Am I expecting an international outcry if ICANN becomes “designated” by the U.S. government as a GSE? Yes I am, but I believe that the current U.S. administration can weather such an international storm as long as it reaffirms that the United States Government intends to preserve the security and stability of the Internet’s Domain Name and Addressing System, and that other governments do have legitimate public policy and sovereignty concerns with respect to the management of their own ccTLDs.
I recognize the fact that the mere thought of any governmental representative sitting on the Board of ICANN is anathema to many in the Internet community – I too am an individual that has always preferred the regulatory hand of government to remain at arm’s length from the Internet – but I would rather have the public interest represented on the ICANN Board by way of one government’s civil service appointees than not to be represented at all (and to have the public interest completely supplanted by the special interest community). An equitable balance must somehow be restored.
The White Paper stated: “On balance, we believe the concerns raised about the representation of specific groups are best addressed by a thoughtful allocation of the "user" seats as determined by the organizers of the new corporation and its Board of Directors” …but where are the “user” seats on the ICANN Board? They are gone, a victim of ICANN “reform”. There is not one ICANN Board director that can or will state that he/she represents the user community.
In any event, whatever decision is reached, we all would gain from an open discussion of the options as absolutely no one (other than current ICANN management) appears to be satisfied with the status quo.
The Public Interest Factor
I, for one, remain gravely concerned that ICANN is not structured in a manner that allows for the public interest to be championed. While individual stakeholder communities have their policy advocates (the special interest lobbyists) within ICANN’s Supporting Organizations, the same is not true for the general public.
We continue to have serious issues that fail to be addressed. A few examples:
1. The current version of the ICANN Registrar Accreditation Agreement ("RAA") obliges registrars to periodically submit a copy of their registration database to ICANN or a mutually-approved third-party escrow agent. The Data Escrow provision is set forth in RAA subsection 3.6, which provides as follows:
"During the Term of this Agreement, on a schedule, under the terms, and in the format specified by ICANN, Registrar shall submit an electronic copy of the database described in Subsection 3.4.1 to ICANN or, at Registrar's election and at its expense, to a reputable escrow agent mutually approved by Registrar and ICANN, such approval also not to be unreasonably withheld by either party. The data shall be held under an agreement among Registrar, ICANN, and the escrow agent (if any) providing that (1) the data shall be received and held in escrow, with no use other than verification that the deposited data is complete, consistent, and in proper format, until released to ICANN; (2) the data shall be released from escrow upon expiration without renewal or termination of this Agreement; and (3) ICANN's rights under the escrow agreement shall be assigned with any assignment of this Agreement. The escrow shall provide that in the event the escrow is released under this Subsection, ICANN (or its assignee) shall have a non-exclusive, irrevocable, royalty-free license to exercise (only for transitional purposes) or have exercised all rights necessary to provide Registrar Services."

------------

**Problem 1**
Locate each line of the rows that contains the string "window", and copy those lines.
**Problem 2**
Extend the commentary on ICANN and the public interest, picking up after its final sentence.
The ICANN commentary has no connection to the rows that come after it.

**Dataset content**
------------

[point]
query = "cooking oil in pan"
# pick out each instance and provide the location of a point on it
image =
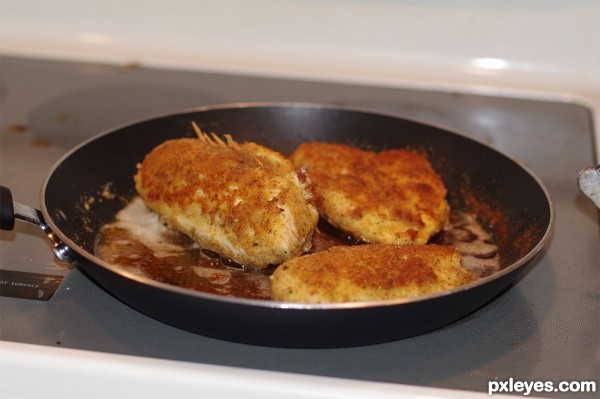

------------

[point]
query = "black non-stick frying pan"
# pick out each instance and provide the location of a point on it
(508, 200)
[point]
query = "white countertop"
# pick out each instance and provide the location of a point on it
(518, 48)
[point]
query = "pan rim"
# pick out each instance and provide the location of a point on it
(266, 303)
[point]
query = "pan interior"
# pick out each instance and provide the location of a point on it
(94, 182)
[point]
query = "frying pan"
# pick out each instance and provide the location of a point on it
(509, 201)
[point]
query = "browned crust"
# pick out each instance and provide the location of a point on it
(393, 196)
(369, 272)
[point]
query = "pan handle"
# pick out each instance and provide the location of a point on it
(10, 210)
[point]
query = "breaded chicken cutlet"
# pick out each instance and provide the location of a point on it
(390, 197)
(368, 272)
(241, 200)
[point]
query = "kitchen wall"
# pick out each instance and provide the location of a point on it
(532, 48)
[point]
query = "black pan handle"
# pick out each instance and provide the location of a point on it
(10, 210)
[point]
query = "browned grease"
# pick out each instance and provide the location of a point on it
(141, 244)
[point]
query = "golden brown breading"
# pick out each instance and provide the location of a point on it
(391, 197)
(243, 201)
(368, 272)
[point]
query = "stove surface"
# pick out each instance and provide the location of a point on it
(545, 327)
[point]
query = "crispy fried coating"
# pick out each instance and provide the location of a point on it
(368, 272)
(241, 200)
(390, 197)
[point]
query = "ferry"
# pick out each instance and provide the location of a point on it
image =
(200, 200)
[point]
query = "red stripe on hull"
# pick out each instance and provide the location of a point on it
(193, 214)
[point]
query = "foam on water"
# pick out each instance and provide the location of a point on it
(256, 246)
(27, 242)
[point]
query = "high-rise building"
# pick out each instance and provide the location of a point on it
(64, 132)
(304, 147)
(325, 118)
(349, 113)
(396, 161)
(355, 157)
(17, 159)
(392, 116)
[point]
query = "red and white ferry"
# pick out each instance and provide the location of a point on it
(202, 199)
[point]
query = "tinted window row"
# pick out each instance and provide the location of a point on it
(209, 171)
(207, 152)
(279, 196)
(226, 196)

------------

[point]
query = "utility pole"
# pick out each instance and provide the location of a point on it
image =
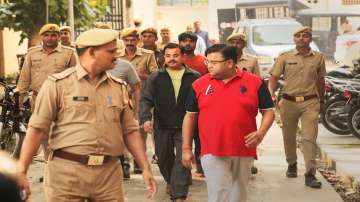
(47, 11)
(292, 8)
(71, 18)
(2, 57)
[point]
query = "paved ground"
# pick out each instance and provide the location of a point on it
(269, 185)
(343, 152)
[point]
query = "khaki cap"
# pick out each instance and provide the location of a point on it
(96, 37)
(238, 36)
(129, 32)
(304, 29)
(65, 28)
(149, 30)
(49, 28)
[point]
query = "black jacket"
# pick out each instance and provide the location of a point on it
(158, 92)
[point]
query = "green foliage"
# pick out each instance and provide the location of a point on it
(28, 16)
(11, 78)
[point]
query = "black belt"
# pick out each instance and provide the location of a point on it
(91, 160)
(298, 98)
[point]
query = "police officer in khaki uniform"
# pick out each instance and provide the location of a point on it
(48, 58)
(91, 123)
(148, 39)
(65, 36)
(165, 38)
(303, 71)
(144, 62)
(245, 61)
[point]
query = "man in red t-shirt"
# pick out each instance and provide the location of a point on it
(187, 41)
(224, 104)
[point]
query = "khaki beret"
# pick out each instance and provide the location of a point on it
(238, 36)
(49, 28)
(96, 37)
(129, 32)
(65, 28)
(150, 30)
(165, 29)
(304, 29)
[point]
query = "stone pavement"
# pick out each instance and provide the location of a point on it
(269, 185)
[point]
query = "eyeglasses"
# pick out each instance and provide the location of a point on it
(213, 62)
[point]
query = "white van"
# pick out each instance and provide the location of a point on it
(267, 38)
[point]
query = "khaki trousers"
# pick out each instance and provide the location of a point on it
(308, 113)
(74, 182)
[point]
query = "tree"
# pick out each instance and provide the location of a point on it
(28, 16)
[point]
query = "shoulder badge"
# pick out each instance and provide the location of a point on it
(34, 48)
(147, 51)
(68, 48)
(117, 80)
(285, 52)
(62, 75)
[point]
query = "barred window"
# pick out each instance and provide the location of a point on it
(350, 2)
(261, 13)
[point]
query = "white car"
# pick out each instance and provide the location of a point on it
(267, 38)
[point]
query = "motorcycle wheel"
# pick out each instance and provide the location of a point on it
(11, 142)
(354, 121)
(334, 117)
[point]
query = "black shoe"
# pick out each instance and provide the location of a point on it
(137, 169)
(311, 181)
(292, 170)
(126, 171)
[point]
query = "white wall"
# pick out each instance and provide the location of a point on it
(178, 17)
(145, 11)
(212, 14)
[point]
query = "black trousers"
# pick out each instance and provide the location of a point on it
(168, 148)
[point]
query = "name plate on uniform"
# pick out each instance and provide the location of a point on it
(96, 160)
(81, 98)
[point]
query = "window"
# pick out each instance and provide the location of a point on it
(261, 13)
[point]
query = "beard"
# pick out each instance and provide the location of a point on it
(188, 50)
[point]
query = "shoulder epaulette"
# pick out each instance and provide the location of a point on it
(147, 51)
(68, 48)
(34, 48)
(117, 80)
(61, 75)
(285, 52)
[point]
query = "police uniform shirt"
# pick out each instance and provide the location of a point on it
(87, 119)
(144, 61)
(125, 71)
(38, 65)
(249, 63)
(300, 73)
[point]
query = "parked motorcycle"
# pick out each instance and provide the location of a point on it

------------

**Exercise response 1**
query = "tinted window row"
query = "barred window"
query = "window"

**Exercise response 2**
In spite of this contractual obligation, registrars across the board have failed to escrow registrant data thereby placing millions of registrations at risk. This is a serious stability/security threat.
2. Registrants continue to pay extortionate prices for Redemption Grace Period services. It had been proposed that six months after the adoption of Redemption Grace Period Proposal, ICANN's President should re-convene a Technical Steering Group to review the implementation of the Redemption Grace Period, to suggest possible improvements to the Redemption Grace Period, and to develop a specification for Stage 2 of the implementation of the Redemption Grace Period, which would enable registrants to choose the “restoring” registrar. Such choices remain unavailable. There is no competition for these services. Stage 2 has not commenced and registrants remain locked into the registrar that originally deleted their registration (being forced to pay whatever that registrar chooses to charge).
3. Registrants are finding it exceedingly difficult to secure a “good” domain name at a fair price. Part of the problem stems from actions taken by registrars to thwart/circumvent the ICANN Expired Domain Deletion Policy by requiring through their Terms of Service Agreements that expiring domains be transferred either to the registrar or to other third parties (such as domain name auction houses) instead of being returned to the pool of available names.
Coupled with ongoing “domain tasting” (that eliminates millions of domains temporarily from the field of choices available to the average registrant) and domain warehousing on the part of both registrars and institutional speculators, we have the makings of an emerging problem. As one commentator opined:
“You have to wonder about the whole business of domain warehousing. One observer I know calls it a tax on small businesses trying to enter the Web markets, and he has a point.”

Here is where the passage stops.